Copy all records verbatim.

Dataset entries
========
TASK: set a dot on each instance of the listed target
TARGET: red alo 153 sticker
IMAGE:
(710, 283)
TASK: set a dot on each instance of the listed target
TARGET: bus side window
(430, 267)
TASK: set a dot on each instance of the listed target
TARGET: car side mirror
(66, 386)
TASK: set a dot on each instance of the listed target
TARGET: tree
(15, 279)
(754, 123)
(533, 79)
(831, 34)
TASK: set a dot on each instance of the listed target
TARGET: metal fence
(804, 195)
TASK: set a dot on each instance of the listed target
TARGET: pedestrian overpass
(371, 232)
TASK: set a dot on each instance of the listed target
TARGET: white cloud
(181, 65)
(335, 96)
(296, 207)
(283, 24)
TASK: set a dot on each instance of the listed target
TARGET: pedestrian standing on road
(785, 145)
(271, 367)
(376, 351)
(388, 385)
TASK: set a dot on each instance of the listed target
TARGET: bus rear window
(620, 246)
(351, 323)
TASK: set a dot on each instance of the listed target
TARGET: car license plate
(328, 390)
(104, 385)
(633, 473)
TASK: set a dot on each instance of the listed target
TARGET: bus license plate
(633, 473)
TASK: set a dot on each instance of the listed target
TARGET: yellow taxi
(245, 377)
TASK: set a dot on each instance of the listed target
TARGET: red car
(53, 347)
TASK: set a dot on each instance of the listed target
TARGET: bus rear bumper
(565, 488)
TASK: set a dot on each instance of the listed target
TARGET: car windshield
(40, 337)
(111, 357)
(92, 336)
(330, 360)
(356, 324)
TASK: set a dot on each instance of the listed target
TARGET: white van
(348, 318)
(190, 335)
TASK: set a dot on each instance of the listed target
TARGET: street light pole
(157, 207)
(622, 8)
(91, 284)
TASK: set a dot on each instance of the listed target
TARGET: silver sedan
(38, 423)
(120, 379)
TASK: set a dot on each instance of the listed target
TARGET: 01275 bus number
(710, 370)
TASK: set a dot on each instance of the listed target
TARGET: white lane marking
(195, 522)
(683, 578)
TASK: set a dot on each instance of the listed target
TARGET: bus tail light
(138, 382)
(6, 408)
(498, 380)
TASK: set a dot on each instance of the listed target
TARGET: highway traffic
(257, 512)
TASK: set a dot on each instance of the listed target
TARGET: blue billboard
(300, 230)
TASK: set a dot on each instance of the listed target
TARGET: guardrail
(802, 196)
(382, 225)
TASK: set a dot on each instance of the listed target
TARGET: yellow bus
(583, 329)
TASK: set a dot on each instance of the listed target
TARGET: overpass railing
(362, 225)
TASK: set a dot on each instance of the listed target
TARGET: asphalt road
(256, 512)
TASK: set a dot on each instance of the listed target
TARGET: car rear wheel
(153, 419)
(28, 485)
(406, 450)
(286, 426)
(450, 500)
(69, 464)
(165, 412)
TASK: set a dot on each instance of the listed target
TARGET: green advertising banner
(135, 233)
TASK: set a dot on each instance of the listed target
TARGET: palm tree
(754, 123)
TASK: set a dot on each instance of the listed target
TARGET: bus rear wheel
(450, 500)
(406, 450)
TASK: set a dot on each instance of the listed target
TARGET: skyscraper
========
FINAL RESULT:
TASK: set a dot on each instance of the listed target
TARGET: red alo 153 sticker
IMAGE:
(710, 283)
TASK: set a dot on each instance of the listed target
TARGET: bus side window
(430, 267)
TASK: set a dot on each instance of the listed target
TARGET: car side mirror
(66, 386)
TASK: set a dot on each instance of the listed target
TARGET: tree
(15, 279)
(754, 123)
(533, 79)
(831, 34)
TASK: set a dot on each instance of the listed target
TARGET: metal fence
(804, 195)
TASK: set a dot on each instance of the listed target
TARGET: pedestrian overpass
(371, 232)
TASK: set a dot on each instance of the listed target
TARGET: white cloud
(181, 65)
(335, 96)
(296, 207)
(283, 24)
TASK: set a dot on each instance of the listed target
TARGET: pedestrian standing on road
(785, 145)
(271, 367)
(376, 351)
(388, 385)
TASK: set a dot on each instance of the listed target
TARGET: bus rear window
(620, 246)
(351, 323)
TASK: set a dot on each instance of the listed target
TARGET: car license plate
(328, 390)
(104, 385)
(633, 473)
TASK: set a dot on each instance of the listed target
TARGET: bus license plate
(633, 473)
TASK: set a dot on each instance of the listed target
TARGET: yellow taxi
(245, 377)
TASK: set a dot on each instance of the listed target
TARGET: red car
(53, 347)
TASK: set a dot on each instance of the listed target
TARGET: bus rear bumper
(565, 488)
TASK: set a dot on each instance of the listed target
TARGET: car windshield
(40, 337)
(111, 357)
(92, 336)
(330, 360)
(356, 324)
TASK: set a dot on each instance of the listed target
TARGET: white van
(348, 318)
(190, 335)
TASK: set a dot on each instance of the listed target
TARGET: street light pole
(157, 207)
(622, 8)
(91, 284)
TASK: set a dot on each instance of the listed target
TARGET: silver sedan
(38, 423)
(120, 379)
TASK: set a dot on each instance of the listed target
TARGET: 01275 bus number
(710, 370)
TASK: set a dot on each instance of the listed target
TARGET: white lane marking
(195, 522)
(683, 578)
TASK: set a dot on each instance of the listed target
TARGET: bus tail light
(138, 382)
(6, 408)
(498, 380)
TASK: set a dot on each instance of the listed target
TARGET: highway traffic
(257, 512)
TASK: set a dot on each instance of the listed target
TARGET: blue billboard
(300, 230)
TASK: set a dot on each instance of the listed target
TARGET: guardrail
(802, 196)
(382, 225)
TASK: set a dot on each instance of the listed target
TARGET: yellow bus
(583, 329)
TASK: set a dot on each instance of the listed target
TARGET: overpass railing
(362, 225)
TASK: set a dot on each instance of the listed target
TARGET: asphalt road
(256, 512)
TASK: set a dot on each instance of the listed target
TARGET: car rear wheel
(153, 419)
(28, 485)
(406, 450)
(286, 426)
(450, 500)
(69, 464)
(165, 412)
TASK: set a dot on each instance of the listed target
TARGET: green advertising banner
(135, 233)
TASK: set a dot on each instance of the listed target
TARGET: palm tree
(754, 123)
TASK: set a dot on each instance of the listed target
TARGET: bus rear wheel
(450, 500)
(406, 450)
TASK: set a dot on each instance of the listed target
TARGET: skyscraper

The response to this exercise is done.